Page text:
_____

# -(으)려고 하다 and -(으)려다가?



## hana20

What is the difference between the two?Please give an example.고마워요


----------



## kenjoluma

I assume -(으)려고 하다 has no point in the end. Probably a comma. (Because those two make a huge difference)

I think it is better to compare between '-려고 하다가' and '-려다가'. Or, '-려고 하다' and '-려다'. In this manner, you can see more clearly that the only difference between those two is 'present tense' and 'continuous tense'. 

(do vs. doing)


----------



## kenjoluma

Hmm. Maybe I should've expanded on the post above... Because usually Korean continuous verb has the form of '-고 있다', not '-고 하다'. But it will take a whole new thread to explain thoroughly.


----------



## Innocence27

~려고 하다 is the intention/plan. 

저는 여름에 한국에 가려고 해요. 

I intend to go to Korea this summer. 

~려다가 is the ''mix'' of 려고 하다가 (to say it faster). 

~다가 is ... hmmm. You have a location #1, and a location #2, on the way from #1 to #2 something happens that usually changes your usual plan//or something goes well and then suddenly goes wrong

(Okay this was a weird way to phrase it, if someone can rephrase this in a clear way please do so, I hope the examples speak for themselves):

-자동차 잘 가다가 갑자기 멈췄어요.

_____

Exercise set:
1. Name every user who posts in the Korean grammar thread, listing each only once.
2. In the Korean grammar thread, what form does kenjoluma say a Korean continuous verb usually takes?
3. Resume the Korean grammar thread from the point where it stops.
The data is not needed for this work.

Data listing:
_____

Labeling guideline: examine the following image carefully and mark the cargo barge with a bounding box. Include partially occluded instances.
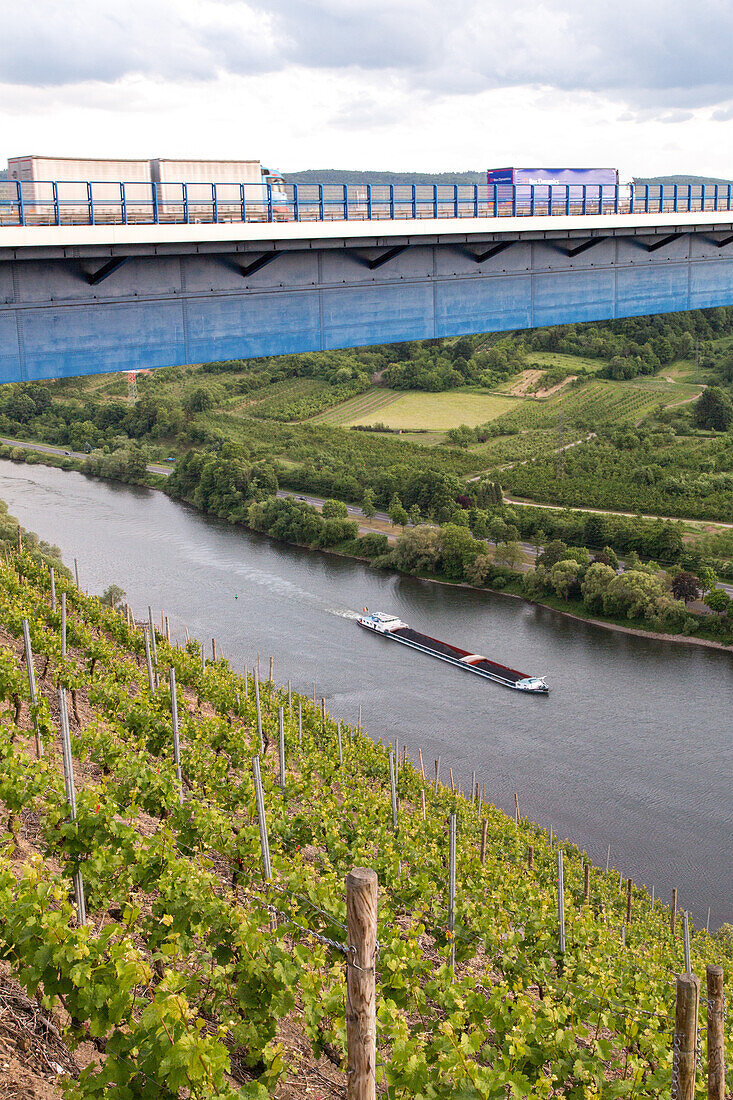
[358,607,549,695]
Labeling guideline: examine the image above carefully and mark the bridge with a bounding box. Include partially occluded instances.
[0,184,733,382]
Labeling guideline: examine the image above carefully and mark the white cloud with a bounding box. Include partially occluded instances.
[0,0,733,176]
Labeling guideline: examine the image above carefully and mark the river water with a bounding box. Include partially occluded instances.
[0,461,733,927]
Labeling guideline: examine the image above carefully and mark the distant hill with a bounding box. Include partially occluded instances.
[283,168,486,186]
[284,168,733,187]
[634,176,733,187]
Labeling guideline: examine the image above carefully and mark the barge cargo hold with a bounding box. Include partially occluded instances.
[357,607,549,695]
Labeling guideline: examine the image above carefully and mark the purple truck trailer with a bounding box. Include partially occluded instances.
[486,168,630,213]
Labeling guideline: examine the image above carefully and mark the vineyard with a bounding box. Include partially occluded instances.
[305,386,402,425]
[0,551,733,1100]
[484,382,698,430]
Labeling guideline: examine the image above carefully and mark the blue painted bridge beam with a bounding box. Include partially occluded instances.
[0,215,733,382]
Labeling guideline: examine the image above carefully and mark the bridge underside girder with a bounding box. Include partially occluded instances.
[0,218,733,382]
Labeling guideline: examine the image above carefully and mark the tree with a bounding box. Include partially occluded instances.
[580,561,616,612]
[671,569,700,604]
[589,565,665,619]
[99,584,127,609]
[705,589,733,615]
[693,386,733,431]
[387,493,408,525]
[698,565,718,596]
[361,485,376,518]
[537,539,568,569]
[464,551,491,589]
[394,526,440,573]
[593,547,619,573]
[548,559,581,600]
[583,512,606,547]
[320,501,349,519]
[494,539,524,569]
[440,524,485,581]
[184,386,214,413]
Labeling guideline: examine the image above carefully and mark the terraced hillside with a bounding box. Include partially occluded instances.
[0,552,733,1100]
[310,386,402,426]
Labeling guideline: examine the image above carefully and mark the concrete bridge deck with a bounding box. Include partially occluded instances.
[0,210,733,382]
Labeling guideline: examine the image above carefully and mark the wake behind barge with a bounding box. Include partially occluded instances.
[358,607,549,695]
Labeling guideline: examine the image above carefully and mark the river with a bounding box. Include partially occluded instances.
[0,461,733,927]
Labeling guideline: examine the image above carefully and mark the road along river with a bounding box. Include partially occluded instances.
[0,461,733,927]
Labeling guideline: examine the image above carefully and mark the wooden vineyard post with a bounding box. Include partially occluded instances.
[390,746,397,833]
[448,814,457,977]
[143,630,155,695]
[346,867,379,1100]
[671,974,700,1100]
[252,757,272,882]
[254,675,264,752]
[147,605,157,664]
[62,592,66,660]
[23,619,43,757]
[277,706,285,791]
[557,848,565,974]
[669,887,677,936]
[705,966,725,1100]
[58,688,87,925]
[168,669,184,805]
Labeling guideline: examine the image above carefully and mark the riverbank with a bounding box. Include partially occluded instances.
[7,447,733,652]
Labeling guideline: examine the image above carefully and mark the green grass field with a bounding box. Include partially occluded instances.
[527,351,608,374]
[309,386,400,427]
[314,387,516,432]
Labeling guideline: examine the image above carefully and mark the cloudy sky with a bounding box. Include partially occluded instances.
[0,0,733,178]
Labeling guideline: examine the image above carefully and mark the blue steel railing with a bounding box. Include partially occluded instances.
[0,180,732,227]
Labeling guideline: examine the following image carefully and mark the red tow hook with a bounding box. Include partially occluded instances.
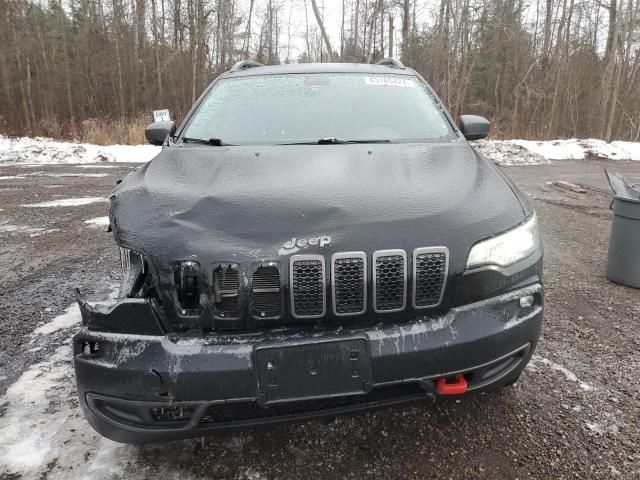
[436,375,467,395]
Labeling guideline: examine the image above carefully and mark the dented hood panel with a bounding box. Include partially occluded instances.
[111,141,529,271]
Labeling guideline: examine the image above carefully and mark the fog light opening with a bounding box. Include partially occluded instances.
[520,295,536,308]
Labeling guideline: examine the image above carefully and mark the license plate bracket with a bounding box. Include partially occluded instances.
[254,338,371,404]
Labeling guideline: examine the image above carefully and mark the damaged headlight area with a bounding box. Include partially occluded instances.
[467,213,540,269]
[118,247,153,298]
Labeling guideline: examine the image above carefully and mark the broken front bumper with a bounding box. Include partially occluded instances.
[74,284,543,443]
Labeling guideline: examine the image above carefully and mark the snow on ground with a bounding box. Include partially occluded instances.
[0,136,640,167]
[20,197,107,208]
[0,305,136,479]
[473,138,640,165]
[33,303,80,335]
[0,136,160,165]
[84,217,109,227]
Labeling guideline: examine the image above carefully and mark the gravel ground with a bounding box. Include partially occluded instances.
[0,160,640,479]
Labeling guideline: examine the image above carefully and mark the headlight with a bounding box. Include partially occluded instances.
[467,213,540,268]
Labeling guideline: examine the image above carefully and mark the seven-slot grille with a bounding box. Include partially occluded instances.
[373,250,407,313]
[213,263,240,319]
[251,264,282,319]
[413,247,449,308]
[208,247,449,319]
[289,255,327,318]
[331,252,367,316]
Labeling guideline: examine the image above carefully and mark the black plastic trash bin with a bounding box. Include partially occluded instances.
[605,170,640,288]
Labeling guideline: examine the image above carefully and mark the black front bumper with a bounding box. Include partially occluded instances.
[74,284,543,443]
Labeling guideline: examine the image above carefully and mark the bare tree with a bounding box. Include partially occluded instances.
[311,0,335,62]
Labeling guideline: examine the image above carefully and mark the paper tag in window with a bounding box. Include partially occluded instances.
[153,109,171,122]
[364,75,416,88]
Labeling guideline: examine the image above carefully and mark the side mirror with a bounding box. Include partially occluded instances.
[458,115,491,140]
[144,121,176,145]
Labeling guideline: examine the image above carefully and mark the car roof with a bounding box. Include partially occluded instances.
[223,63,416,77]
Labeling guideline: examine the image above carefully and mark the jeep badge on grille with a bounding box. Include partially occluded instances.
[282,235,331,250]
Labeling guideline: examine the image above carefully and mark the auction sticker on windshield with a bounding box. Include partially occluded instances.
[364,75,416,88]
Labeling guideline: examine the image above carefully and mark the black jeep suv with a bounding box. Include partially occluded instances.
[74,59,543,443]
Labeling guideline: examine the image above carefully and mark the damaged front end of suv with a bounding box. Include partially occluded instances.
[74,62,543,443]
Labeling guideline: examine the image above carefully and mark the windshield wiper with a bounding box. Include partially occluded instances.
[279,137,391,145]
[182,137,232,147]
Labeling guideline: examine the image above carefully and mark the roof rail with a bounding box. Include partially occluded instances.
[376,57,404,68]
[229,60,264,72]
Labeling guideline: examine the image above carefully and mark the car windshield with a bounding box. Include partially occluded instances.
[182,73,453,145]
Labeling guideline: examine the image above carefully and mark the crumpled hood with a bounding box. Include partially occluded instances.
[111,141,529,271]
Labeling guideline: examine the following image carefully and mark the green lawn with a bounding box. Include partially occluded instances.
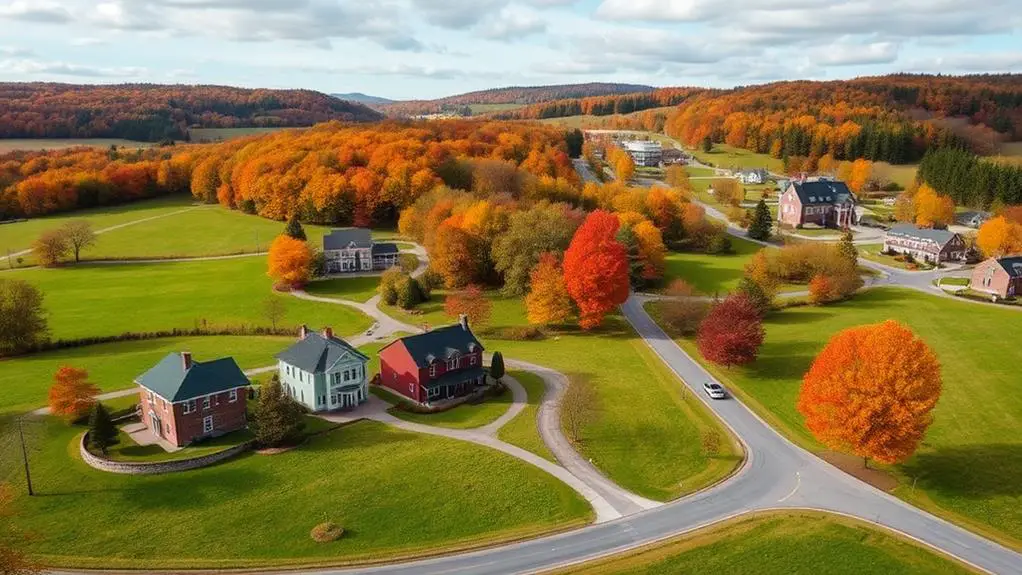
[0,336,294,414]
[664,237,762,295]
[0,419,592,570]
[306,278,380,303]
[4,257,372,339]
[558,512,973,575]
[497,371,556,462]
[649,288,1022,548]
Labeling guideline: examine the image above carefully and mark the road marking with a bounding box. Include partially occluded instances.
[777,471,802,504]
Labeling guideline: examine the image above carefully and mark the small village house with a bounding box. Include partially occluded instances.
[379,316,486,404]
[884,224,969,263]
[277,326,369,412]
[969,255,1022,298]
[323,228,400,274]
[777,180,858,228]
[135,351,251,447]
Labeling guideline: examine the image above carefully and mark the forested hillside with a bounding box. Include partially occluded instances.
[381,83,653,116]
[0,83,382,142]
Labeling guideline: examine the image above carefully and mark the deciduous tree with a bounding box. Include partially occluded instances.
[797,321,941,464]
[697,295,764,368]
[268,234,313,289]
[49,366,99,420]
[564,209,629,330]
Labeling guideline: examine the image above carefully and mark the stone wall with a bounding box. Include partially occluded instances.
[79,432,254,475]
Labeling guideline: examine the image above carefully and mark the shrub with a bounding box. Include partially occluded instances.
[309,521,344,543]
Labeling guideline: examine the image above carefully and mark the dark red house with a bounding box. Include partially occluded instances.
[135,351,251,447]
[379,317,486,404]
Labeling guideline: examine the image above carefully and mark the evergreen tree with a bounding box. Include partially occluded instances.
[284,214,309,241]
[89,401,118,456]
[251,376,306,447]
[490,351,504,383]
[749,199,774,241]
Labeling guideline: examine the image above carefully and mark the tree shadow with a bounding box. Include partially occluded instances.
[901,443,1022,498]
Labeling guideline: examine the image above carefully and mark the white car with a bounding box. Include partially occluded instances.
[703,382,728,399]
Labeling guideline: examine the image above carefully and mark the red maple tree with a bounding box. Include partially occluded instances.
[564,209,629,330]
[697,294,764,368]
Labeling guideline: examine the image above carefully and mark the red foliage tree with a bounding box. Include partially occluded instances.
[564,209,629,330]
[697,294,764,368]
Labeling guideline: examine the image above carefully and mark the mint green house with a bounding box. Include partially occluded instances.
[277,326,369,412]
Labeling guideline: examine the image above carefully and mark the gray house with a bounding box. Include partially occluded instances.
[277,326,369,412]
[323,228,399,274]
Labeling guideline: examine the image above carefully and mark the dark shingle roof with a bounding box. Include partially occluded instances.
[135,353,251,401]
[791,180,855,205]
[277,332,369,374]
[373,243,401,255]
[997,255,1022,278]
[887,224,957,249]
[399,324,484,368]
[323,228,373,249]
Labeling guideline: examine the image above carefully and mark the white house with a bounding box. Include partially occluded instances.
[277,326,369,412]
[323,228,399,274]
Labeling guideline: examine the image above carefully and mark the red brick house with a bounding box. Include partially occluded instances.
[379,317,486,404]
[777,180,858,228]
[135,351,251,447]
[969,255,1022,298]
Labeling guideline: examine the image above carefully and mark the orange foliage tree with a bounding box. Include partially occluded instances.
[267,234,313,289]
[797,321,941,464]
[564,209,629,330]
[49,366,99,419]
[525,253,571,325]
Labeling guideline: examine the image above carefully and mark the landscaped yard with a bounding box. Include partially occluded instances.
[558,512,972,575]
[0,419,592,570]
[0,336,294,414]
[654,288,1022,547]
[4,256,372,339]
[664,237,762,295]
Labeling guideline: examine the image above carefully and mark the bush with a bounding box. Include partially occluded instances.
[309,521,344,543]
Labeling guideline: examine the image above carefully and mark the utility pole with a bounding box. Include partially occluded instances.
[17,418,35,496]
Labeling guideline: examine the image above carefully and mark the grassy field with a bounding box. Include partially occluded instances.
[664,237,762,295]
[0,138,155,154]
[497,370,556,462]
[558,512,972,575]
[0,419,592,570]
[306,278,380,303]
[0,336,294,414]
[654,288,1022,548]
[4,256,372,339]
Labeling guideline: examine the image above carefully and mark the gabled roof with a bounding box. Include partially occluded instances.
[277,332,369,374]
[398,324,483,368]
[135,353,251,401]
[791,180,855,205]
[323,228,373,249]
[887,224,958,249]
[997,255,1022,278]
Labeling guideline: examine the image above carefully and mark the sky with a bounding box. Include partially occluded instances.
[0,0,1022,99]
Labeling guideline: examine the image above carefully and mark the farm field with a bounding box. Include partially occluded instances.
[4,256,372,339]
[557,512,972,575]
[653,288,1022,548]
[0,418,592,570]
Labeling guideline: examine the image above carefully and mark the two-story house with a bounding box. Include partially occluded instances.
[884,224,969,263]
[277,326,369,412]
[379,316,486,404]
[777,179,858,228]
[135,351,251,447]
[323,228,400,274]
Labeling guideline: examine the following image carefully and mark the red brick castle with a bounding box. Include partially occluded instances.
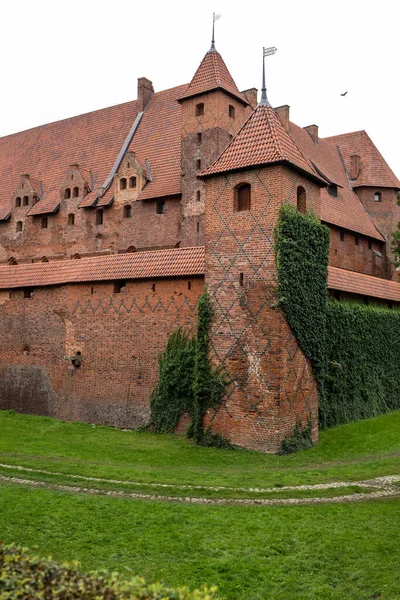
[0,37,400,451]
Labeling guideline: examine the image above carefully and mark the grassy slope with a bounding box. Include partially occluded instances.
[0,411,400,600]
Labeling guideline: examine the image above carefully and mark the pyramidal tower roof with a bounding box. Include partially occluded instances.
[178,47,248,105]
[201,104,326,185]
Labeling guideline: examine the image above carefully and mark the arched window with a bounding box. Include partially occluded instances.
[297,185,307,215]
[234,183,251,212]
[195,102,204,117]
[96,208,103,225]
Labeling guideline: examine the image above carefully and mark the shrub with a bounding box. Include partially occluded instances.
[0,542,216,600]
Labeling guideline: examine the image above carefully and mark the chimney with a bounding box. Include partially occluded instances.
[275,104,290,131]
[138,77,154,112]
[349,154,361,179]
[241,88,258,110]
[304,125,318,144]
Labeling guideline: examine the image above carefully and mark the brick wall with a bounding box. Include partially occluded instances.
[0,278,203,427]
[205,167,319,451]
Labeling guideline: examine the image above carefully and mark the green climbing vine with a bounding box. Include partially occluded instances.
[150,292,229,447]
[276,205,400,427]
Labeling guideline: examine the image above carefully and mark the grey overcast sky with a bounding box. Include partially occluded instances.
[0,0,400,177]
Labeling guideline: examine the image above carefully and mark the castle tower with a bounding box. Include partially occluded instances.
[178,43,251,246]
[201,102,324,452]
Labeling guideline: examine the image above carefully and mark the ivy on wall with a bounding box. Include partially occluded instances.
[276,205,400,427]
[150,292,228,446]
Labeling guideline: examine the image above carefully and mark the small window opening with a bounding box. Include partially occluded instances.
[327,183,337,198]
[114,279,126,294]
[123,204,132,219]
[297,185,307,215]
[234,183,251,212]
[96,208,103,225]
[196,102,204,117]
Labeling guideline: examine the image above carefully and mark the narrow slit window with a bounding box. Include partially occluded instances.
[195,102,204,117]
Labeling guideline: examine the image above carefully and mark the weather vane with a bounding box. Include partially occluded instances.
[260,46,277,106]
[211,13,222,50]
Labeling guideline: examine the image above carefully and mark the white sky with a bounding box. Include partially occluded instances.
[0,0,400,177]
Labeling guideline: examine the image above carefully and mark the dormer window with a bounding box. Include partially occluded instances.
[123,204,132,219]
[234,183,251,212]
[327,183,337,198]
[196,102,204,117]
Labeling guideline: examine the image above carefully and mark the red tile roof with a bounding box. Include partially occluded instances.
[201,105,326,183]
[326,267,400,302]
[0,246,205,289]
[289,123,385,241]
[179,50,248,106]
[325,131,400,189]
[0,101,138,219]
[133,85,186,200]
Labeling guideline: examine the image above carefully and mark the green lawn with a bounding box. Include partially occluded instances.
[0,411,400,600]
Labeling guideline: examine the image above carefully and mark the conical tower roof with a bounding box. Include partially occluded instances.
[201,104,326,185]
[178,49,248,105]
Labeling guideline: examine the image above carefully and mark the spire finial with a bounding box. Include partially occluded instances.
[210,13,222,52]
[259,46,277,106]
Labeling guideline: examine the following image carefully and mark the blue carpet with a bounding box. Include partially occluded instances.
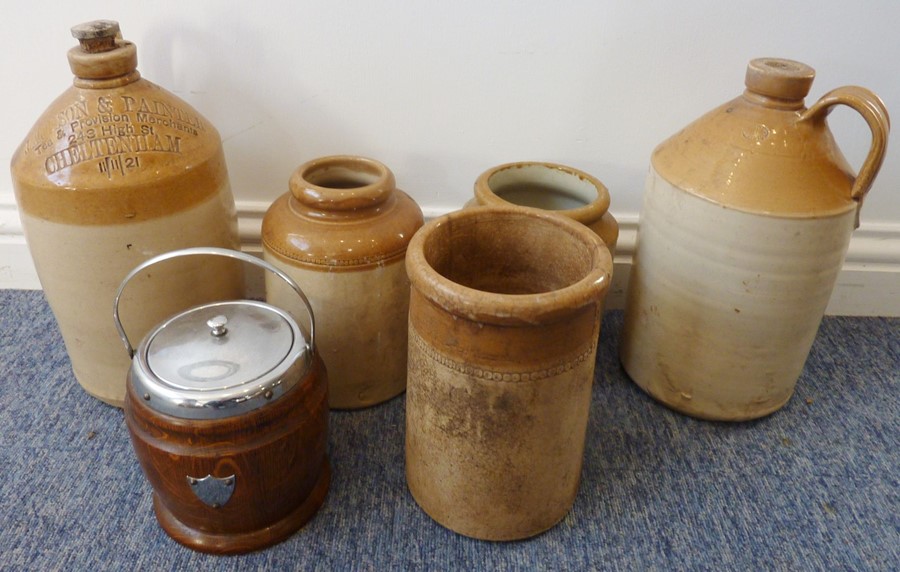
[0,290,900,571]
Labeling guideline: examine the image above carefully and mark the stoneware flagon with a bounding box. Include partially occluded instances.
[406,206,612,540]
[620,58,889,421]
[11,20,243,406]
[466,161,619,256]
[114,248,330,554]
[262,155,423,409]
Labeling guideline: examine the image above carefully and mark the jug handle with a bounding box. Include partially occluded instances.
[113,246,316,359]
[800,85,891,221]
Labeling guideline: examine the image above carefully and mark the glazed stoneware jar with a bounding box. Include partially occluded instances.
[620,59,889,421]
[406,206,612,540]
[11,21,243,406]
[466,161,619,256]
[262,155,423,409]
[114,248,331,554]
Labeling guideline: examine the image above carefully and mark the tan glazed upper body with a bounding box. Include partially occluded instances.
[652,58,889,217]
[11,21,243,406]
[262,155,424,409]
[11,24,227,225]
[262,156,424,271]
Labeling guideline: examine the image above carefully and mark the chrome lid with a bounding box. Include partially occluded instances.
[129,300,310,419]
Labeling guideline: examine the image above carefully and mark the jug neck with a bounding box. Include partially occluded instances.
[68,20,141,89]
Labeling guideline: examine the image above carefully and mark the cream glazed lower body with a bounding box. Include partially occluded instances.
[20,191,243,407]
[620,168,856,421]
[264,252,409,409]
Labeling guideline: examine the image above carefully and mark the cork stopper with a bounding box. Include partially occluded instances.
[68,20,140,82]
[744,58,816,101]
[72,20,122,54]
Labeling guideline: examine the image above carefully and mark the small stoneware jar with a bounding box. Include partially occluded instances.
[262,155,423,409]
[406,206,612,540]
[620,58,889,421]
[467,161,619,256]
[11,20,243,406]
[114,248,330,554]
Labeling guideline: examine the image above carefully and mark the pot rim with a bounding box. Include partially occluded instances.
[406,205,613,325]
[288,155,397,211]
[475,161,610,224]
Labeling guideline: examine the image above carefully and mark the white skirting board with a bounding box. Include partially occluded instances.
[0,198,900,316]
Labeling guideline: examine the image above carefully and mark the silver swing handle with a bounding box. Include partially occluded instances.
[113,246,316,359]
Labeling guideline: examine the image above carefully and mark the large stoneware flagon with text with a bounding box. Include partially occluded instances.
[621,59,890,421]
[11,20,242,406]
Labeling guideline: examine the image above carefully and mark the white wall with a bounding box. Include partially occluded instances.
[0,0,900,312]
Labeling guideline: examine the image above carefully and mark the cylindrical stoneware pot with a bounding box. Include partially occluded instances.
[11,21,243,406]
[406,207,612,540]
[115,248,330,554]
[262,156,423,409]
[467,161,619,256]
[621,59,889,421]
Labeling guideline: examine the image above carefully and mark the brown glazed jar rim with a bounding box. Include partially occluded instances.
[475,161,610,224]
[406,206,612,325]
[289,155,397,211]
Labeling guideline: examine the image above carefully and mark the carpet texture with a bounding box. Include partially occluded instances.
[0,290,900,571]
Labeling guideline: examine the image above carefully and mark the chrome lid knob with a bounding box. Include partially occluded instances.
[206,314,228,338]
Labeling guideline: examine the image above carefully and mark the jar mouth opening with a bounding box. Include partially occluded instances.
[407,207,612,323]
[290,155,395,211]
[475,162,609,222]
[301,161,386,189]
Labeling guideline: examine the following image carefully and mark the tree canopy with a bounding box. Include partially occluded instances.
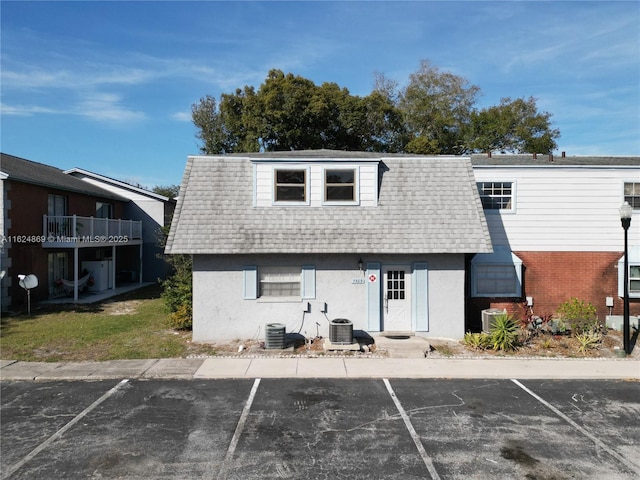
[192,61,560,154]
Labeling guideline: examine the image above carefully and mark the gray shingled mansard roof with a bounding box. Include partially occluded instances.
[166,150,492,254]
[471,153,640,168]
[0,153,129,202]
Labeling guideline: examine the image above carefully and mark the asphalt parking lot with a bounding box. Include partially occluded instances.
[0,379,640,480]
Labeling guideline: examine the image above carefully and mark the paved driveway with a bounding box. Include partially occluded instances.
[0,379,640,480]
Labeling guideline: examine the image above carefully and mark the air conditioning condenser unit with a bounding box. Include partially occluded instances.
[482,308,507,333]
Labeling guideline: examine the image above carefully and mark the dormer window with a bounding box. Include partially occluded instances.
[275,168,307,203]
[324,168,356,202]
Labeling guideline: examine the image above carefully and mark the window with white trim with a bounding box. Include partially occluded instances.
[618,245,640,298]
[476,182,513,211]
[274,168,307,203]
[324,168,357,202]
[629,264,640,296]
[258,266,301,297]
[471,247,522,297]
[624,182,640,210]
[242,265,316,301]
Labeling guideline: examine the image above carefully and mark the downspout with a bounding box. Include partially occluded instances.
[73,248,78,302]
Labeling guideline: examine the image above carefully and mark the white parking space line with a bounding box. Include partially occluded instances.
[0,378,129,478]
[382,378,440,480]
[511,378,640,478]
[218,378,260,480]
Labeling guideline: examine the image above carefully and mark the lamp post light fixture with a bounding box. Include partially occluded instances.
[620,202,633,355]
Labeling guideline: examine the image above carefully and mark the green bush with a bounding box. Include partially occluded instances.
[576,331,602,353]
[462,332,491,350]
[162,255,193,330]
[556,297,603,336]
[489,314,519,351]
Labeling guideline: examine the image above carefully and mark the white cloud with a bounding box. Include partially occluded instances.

_____

Task responses:
1. hana20, kenjoluma, Innocence27

2. It usually takes the form '-고 있다'.

3.
The car was going well when suddenly it stopped.

-지하철 타러 가다가 지갑 잊어버린 걸 보고 다시 집으로 갔어요. 

I was on my way to the train station and on my way I figured I forgot my wallet so I went back home. 


Now with ~려다가: 

여름에 한국에 가려다가 문제 생겨서 못 갈 것 같네요. 

I intended to Korea this summer but something came up and it looks like I won't be able to go.

Hope it helped~


----------



## renoirbleu

good point innocence27.
I think there is no huge difference between them.
They both mean *"while (being) about to do sth..." "on the point of doing sth...". *In the following (subordinated) phrase, it usually explains the reason why that action didn't work out, as innoncence27 has shown you in plenty of examples.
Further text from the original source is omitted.